» DOCUMENTO:
* * * * * * * * *
A devoção a São Jorge sempre fez parte da vida de muitos brasileiros, especialmente cariocas. O santo, um soldado romano nascido na Capadócia, atual Turquia, e martirizado por sua fé cristã, é uma figura religiosa popular. Mesmo que as histórias sobre ele estejam envoltas em lendas.
Desde 1969, as festas em sua homenagem são consideradas apenas facultativas pela Igreja Católica, devido à ausência de algumas informações sobre sua vida. “Como no caso de outros santos envoltos em lendas, a história de São Jorge serve para lembrar ao mundo sobre uma ideia fundamental, de que, no fim, o bem triunfa sobre o mal”, informa o site oficial do Vaticano.
De acordo com o próprio Vaticano, a história do santo é considerada lendária. A mais famosa delas teria nascido no período das Cruzadas e relata que Jorge teria salvado uma princesa de um terrível dragão que vivia em um pântano na Líbia. A lenda, aliás, é eternizada por muitas imagens do santo, que o retratam montado em um cavalo, espetando sua lança em um dragão.
* * * * * * * * *
» MATERIAL LISTADO:
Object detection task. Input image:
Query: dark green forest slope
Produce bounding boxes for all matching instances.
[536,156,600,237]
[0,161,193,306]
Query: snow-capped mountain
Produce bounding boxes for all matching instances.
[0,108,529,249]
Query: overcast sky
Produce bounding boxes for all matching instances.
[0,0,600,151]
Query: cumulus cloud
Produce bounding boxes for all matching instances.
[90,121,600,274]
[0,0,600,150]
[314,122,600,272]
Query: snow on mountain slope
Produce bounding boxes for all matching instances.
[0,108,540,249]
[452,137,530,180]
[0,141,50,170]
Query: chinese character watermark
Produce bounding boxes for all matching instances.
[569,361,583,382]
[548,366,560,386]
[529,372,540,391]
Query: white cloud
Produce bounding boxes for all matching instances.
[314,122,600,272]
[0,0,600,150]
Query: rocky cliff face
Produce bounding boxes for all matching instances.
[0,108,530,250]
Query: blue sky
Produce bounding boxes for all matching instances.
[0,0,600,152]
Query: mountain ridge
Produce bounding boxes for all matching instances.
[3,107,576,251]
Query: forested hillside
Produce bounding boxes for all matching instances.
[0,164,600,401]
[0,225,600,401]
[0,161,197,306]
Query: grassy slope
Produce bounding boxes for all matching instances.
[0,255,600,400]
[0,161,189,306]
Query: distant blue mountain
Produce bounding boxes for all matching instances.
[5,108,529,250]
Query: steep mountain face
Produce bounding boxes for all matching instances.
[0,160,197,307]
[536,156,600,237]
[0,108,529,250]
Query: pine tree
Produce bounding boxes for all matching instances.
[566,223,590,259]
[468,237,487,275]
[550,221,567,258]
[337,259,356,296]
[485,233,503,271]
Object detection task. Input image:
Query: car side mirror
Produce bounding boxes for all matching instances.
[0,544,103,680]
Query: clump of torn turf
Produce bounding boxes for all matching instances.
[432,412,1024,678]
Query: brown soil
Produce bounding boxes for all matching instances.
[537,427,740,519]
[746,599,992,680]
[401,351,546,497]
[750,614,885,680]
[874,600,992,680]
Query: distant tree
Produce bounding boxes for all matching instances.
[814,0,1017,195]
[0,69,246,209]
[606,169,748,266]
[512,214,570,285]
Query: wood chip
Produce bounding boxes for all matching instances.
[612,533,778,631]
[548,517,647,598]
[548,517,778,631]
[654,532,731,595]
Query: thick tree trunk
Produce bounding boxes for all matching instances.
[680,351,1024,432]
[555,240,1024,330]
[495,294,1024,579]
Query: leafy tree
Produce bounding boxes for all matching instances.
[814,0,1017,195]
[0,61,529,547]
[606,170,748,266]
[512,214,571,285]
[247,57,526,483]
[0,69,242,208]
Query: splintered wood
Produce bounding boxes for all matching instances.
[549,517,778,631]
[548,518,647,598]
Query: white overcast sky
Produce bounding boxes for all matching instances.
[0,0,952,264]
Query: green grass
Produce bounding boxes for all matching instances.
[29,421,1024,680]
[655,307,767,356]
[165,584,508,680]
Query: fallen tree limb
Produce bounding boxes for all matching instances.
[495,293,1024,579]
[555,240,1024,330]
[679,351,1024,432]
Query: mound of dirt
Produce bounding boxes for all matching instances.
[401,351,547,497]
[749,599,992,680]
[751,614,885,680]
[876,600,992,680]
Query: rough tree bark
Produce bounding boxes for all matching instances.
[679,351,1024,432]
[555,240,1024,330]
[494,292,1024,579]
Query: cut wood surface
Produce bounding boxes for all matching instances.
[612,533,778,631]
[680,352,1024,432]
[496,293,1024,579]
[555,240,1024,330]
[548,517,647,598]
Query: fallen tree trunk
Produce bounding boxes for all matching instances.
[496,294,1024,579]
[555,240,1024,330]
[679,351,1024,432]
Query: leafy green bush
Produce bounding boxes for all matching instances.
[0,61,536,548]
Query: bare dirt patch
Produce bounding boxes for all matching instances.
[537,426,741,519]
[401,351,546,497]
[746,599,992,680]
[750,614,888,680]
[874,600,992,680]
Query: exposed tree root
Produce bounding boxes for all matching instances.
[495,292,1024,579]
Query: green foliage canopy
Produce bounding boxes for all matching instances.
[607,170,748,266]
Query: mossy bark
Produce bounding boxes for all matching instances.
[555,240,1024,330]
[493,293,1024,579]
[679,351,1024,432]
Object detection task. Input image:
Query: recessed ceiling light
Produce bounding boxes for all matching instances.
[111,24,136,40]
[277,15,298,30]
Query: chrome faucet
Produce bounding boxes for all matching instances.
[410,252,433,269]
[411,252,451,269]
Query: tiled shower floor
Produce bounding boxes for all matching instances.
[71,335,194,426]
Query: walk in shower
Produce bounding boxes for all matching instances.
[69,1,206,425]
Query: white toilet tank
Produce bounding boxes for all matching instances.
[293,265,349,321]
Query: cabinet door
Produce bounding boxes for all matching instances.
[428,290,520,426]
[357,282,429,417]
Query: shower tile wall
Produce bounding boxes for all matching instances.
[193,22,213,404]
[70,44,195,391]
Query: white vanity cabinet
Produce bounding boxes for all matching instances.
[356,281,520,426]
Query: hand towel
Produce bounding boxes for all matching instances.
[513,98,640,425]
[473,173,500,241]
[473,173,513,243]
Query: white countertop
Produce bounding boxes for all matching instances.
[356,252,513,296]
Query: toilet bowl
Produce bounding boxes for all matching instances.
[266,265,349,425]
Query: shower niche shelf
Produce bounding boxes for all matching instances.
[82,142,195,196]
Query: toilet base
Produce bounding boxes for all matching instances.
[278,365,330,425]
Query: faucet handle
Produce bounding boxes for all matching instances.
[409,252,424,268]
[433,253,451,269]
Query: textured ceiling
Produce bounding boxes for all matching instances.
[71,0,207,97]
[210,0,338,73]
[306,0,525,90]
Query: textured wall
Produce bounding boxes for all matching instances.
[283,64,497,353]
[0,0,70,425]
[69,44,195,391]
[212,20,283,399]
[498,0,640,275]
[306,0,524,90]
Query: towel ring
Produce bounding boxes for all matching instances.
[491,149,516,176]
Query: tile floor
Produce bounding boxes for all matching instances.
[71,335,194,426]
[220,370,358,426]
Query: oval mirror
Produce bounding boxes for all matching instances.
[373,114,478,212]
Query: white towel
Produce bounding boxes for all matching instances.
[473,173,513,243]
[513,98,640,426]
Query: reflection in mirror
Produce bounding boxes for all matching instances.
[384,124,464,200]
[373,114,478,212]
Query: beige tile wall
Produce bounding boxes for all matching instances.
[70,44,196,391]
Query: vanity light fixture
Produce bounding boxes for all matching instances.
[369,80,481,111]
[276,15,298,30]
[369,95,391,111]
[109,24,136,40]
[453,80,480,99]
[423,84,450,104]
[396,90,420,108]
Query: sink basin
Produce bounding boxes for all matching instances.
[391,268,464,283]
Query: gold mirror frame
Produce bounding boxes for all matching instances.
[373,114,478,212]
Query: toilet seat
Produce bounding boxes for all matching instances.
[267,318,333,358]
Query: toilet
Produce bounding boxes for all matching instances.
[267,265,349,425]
* * * * * * * * *
» TAREFA PROPOSTA 1: No texto sobre São Jorge, desde que ano a Igreja Católica considera apenas facultativas as festas em homenagem ao santo?
» TAREFA PROPOSTA 2: Reproduza o trecho do texto sobre São Jorge entre "De acordo com" e "em um dragão.", inclusive.

» RESPOSTA COMPLETA 1: Desde 1969.

» RESPOSTA COMPLETA 2:
De acordo com o próprio Vaticano, a história do santo é considerada lendária. A mais famosa delas teria nascido no período das Cruzadas e relata que Jorge teria salvado uma princesa de um terrível dragão que vivia em um pântano na Líbia. A lenda, aliás, é eternizada por muitas imagens do santo, que o retratam montado em um cavalo, espetando sua lança em um dragão.